-- Begin Records for this task --
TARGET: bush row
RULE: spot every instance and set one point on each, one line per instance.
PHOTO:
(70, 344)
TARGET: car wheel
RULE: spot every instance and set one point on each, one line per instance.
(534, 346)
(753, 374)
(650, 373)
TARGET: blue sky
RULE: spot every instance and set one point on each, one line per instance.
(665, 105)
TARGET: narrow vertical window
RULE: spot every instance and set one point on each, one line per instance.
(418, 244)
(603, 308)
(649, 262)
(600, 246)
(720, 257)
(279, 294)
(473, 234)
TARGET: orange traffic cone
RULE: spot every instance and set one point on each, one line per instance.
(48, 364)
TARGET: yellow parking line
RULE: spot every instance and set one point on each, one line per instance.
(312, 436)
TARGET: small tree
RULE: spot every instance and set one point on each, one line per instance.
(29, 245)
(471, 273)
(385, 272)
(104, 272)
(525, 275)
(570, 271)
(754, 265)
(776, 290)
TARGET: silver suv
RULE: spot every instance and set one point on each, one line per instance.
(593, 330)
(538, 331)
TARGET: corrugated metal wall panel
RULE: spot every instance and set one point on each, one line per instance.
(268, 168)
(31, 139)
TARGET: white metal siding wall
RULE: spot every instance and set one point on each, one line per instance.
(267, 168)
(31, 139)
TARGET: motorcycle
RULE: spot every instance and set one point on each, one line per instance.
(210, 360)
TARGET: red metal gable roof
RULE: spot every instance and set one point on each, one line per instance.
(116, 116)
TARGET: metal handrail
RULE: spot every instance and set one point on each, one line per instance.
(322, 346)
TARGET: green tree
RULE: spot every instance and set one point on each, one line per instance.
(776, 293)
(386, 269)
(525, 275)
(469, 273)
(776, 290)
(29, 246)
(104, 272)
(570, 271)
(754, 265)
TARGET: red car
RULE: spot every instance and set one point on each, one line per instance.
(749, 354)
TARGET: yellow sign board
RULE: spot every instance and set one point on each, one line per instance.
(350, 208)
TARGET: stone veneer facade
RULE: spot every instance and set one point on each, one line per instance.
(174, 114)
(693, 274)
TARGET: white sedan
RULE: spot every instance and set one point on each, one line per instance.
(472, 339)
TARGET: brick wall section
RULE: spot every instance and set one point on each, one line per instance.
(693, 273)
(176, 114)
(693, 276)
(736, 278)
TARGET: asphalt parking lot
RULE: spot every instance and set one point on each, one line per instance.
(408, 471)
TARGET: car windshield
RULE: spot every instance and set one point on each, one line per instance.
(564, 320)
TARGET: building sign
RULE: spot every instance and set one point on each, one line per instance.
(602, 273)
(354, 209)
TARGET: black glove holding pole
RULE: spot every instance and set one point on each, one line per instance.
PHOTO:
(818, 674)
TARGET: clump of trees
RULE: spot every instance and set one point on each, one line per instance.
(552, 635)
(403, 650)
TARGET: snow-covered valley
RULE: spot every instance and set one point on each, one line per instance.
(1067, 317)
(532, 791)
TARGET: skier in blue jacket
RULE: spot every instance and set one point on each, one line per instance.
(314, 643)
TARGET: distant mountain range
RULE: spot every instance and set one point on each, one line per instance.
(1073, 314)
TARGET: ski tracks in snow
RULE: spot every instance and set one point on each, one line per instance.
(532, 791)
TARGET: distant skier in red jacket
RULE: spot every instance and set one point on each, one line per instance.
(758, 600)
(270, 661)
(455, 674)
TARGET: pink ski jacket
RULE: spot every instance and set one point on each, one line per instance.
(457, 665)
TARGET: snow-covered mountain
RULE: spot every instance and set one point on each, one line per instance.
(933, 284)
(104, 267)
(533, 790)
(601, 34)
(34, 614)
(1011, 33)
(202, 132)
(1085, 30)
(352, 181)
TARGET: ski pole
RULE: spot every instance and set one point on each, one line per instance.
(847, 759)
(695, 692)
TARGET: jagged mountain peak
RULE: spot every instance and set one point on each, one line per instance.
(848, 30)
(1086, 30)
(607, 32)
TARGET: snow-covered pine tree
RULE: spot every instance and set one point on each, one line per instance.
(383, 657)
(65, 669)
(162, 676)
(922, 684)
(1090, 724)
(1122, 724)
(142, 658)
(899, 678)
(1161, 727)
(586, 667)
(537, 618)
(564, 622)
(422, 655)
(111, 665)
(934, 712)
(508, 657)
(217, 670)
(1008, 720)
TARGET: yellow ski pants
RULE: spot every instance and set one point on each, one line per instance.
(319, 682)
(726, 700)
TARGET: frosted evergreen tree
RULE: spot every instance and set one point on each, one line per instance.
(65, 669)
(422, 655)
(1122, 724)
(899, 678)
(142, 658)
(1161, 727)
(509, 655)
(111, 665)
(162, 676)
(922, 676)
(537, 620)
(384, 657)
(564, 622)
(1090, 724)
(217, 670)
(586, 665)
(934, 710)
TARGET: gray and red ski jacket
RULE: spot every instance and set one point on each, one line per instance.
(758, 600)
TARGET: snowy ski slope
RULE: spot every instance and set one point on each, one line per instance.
-- End Records for this task --
What is needed >> Each line of the listing should be echoed back exactly.

The result >>
TARGET: bush row
RULE: spot every instance and set one point on each, one line per instance.
PHOTO:
(70, 344)
TARGET: car wheel
RULE: spot every instance and set one point on each, one line per instance.
(534, 346)
(753, 374)
(650, 373)
TARGET: blue sky
RULE: spot every instance and set one point on each, one line per instance.
(665, 105)
TARGET: narrow vertical window
RULE: spot every instance and set one point on each, one line per instance.
(418, 244)
(603, 308)
(649, 262)
(600, 246)
(720, 257)
(279, 294)
(473, 234)
TARGET: orange traffic cone
RULE: spot every instance and set one point on each, one line per instance.
(48, 364)
TARGET: yellow parking line
RULE: spot every instance and set one point on each, one line per instance.
(312, 436)
TARGET: small tree
RULE: spot every instance and set one point on each, one line per instance.
(29, 245)
(471, 273)
(385, 272)
(104, 272)
(525, 275)
(570, 271)
(754, 265)
(776, 290)
TARGET: silver suv
RULE: spot every instance and set one point on each, one line per instance.
(593, 330)
(538, 331)
TARGET: corrugated metal wall panel
RULE: spot every instance and set one point on each, one line per instance.
(268, 168)
(31, 139)
TARGET: white metal siding wall
RULE: spot every instance and set one point on each, one line per instance.
(267, 168)
(31, 139)
TARGET: motorcycle
RULE: spot every instance and set one point on each, one line per instance.
(210, 360)
TARGET: red metal gable roof
RULE: spot every instance and set one point on each, one line per instance.
(116, 116)
TARGET: metal handrail
RULE: spot every instance and set one point on each, one line per instance.
(322, 346)
TARGET: green tree
RULE: spot every instance and set one point on each, one line per instance.
(776, 293)
(386, 269)
(525, 275)
(469, 273)
(776, 290)
(29, 246)
(104, 272)
(570, 271)
(754, 265)
TARGET: red car
RULE: spot every instance and set one point on each, one line per instance.
(749, 354)
TARGET: yellow sign board
RULE: spot every instance and set one point on each, one line per instance.
(350, 208)
TARGET: stone veneer facade
RULE: spot every instance and set one point on each, one line per instance.
(174, 114)
(693, 274)
TARGET: white sedan
RULE: spot every instance and set one point on each, one line per instance.
(472, 339)
TARGET: brick wall section
RULE: spot every instance and set one point on each, one line per instance.
(693, 273)
(176, 114)
(693, 276)
(736, 278)
TARGET: asphalt parking lot
RULE: spot every instance and set one point on each, one line per instance.
(408, 471)
TARGET: car windshield
RULE: spot every instance and set one point on each, one line per instance.
(564, 320)
TARGET: building sign
RULE: spot every instance and set one point on each, one line per instance.
(602, 273)
(354, 209)
TARGET: black glove holding pole
RULE: spot every instance and set one point on each, one line per instance.
PHOTO:
(818, 674)
TARGET: clump of trees
RULE: spot every instance and set one point on each, one line per instance.
(552, 635)
(403, 650)
TARGET: snow-covered valley
RULE: spot every instance and set one point on each, one line per instance.
(1067, 317)
(532, 791)
TARGET: skier in blue jacket
RULE: spot every instance and set one point on each, one line per instance.
(314, 643)
TARGET: distant mountain range
RULE: spot every instance and set one point on each, one line per instance.
(1073, 314)
TARGET: ski tracks in snow
RULE: spot every instance and set one point on each, one line per instance.
(532, 791)
TARGET: distant skier in red jacket
RULE: spot every instance and set one point on each, one line per instance.
(758, 600)
(270, 661)
(455, 674)
TARGET: pink ski jacket
RULE: spot every instance and set one point on each, one line per instance.
(457, 665)
TARGET: snow-covered mountain
RULE: spot every instance and set one point on each, one line per instance.
(933, 284)
(104, 267)
(533, 790)
(601, 34)
(34, 614)
(1011, 33)
(202, 132)
(1085, 30)
(352, 181)
TARGET: ski pole
RULE: spot every instance and set one point on each, one line per instance.
(847, 759)
(695, 692)
TARGET: jagged mountain peak
RULE: spot every instance and set one point on each, one line per instance.
(848, 30)
(1086, 30)
(607, 32)
TARGET: snow-covered pine tree
RULE: spot every instance and set one point on each, one line per instance.
(383, 657)
(65, 669)
(162, 676)
(922, 684)
(1090, 724)
(1122, 724)
(142, 658)
(899, 678)
(1161, 727)
(586, 667)
(537, 618)
(564, 622)
(422, 655)
(111, 665)
(934, 712)
(508, 657)
(217, 670)
(1008, 720)
TARGET: yellow ski pants
RULE: spot every instance and set one point on each, one line per instance.
(319, 682)
(726, 700)
TARGET: frosted evergreen tree
RULE: spot every instance and set one point on each, one line per instance.
(65, 669)
(422, 655)
(1122, 724)
(899, 678)
(142, 658)
(1161, 727)
(509, 655)
(111, 665)
(162, 676)
(922, 676)
(537, 620)
(384, 657)
(564, 622)
(1090, 724)
(217, 670)
(586, 665)
(934, 710)
TARGET: gray and red ski jacket
RULE: spot every instance and set one point on each, one line per instance.
(758, 600)
TARGET: snowy ski slope
RULE: spot every instance and set one point on each, one line per instance.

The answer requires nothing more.